◆ ТЕКСТ:
К началу пятидесятых она додумалась до простой и страшной мысли: лучше работать и провалиться, чем вот так гнить заживо. Ей было семьдесят! Семьдесят, господи, в эти годы давно сидят с внуками да вяжут носки! А Габриэль решила вернуться — открыть дом заново, с нуля, под прицелом всех, кто помнил её немецкие шашни. Денег на возвращение, по горькой иронии, дал не кто-нибудь, а Пьер Вертхаймер — враг по парфюмерной войне, человек, у которого она при немцах пыталась отнять дело. Рассудил он трезво, по-деловому: если старуха снова прогремит, духи «№ 5» подскочат в цене ещё выше. И заплатил за её реванш. Вот как всё переплелось: единственный, кто протянул ей руку на склоне лет, был тот, кого она когда-то хотела ограбить.
Перед самым показом кто-то из близких осторожно спросил её: не страшно ли в семьдесят лет снова выходить к этим волкам?
«Страшно сидеть и гнить,» (отрезала она) «А работать — нет.»
5 февраля 1954 года в салоне на улице Камбон она показывала первую за пятнадцать лет коллекцию, и говорят, что в зале висела такая тишина, будто ждали приговора в суде. И приговор грянул, поначалу беспощадный. Французская пресса, ещё хорошо помнившая «горизонтальную коллаборационистку», цедила сквозь зубы, а лондонская «Дейли Экспресс» влепила заголовок во всю полосу: «Фиаско! Зал ахнул!» Семидесятилетняя старуха со своими простыми костюмчиками — кому она теперь нужна, эта реликвия из довоенных времён? Старуха стиснула зубы — уж что-что, а держать удар она умела ещё с приютских лет, — и выждала.

◆ ПРЕДОСТАВЛЕННЫЕ ДАННЫЕ:
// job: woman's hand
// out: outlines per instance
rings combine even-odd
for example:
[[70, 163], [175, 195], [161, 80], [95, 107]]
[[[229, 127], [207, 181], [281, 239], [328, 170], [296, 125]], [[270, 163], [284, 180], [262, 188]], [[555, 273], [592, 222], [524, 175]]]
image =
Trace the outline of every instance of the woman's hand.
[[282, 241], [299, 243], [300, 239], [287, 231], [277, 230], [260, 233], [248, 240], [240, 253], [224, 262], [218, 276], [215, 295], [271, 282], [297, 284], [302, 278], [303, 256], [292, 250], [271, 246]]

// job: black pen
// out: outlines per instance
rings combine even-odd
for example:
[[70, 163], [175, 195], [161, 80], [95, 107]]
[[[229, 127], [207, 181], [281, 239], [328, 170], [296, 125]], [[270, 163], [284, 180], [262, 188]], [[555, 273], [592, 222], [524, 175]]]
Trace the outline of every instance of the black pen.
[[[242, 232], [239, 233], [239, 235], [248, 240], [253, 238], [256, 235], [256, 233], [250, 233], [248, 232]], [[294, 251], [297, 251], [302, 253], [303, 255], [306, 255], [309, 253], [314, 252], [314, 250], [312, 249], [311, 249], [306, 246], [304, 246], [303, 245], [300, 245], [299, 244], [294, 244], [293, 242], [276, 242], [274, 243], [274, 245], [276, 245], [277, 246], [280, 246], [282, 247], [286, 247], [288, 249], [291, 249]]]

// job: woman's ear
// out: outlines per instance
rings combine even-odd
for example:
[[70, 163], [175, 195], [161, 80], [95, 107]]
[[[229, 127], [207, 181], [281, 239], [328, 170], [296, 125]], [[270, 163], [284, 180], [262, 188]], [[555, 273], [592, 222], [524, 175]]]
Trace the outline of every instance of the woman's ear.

◆ ВАША ЗАДАЧА: Продолжите текст о возвращении Габриэль в мир моды, начиная сразу после его последнего предложения. Листинг для выполнения не понадобится.

◆ ОТВЕТ:
Спасли её, как ни смешно, американцы. За океаном не так уж помнили её военные грехи, зато прекрасно помнили её имя. А главное — американки, эти деловые, вечно спешащие женщины, мигом поняли, что им предлагают. Не бальное платье на один вечер, а удобный, лёгкий, не мнущийся костюм, в котором можно работать, водить машину и жить, — словом, тот знаменитый твидовый жакет без воротника, с тонкой цепочкой по подолу, чтоб держал форму. Закройщицы с нью-йоркской Седьмой авеню, как в прежние добрые годы, запросто звали её «Коко». Журнал «Лайф» дал её коллекции целый разворот и вскоре признал то, что и так было ясно: она снова влияет на всё. В семьдесят с лишним лет, из руин, с заклеймённым именем она поднялась и опять стала первой. Что тут скажешь — характер. Всё тот же приютский характер: распарывай и шей сызнова, пока не выйдет ровно.
И всё бы хорошо, да только триумф этот вышел холодный! Слава вернулась, а тепло — нет. Дом гремел на весь мир, а вечерами Габриэль всё так же поднималась к себе в номер «Ритца». Одна. Семьи не было, детей не было, мужа не было — никогда и не было, — а любимые лежали в могилах: Бой сгорел на дороге, Ириб упал замертво на корте. Друзей-сверстников почти не осталось, она пережила почти всех. И чем громче гремело её имя на витринах по всему свету, тем тише и пустее становилось в её комнатах. Работала она как одержимая, лишь бы не оставаться наедине с этой тишиной: гоняла мастериц, по сто раз перешивала рукав, доводила воротник до исступления. Боялась воскресений и праздников, когда ателье закрывалось и работать было нельзя, потому что в эти дни пустота наваливалась со всех сторон. Боялась она и ночи, потому что каждый вечер был укол, тот самый «аперитив», без которого не приходил сон, и колола она себя по привычке вот уже лет тридцать пять — с того самого корта, где умер Ириб.
А что видели знакомые? Властную, ядовитую на язык, несгибаемую старуху-диктатора, перед которой трепетал весь модный мир… А внутри неё сидела всё та же девочка из Обазена, которую однажды бросили у ворот и забыли забрать. Так и не научившаяся верить, что её можно полюбить просто так… Так и не поверившая, что за ней хоть кто-нибудь однажды вернётся.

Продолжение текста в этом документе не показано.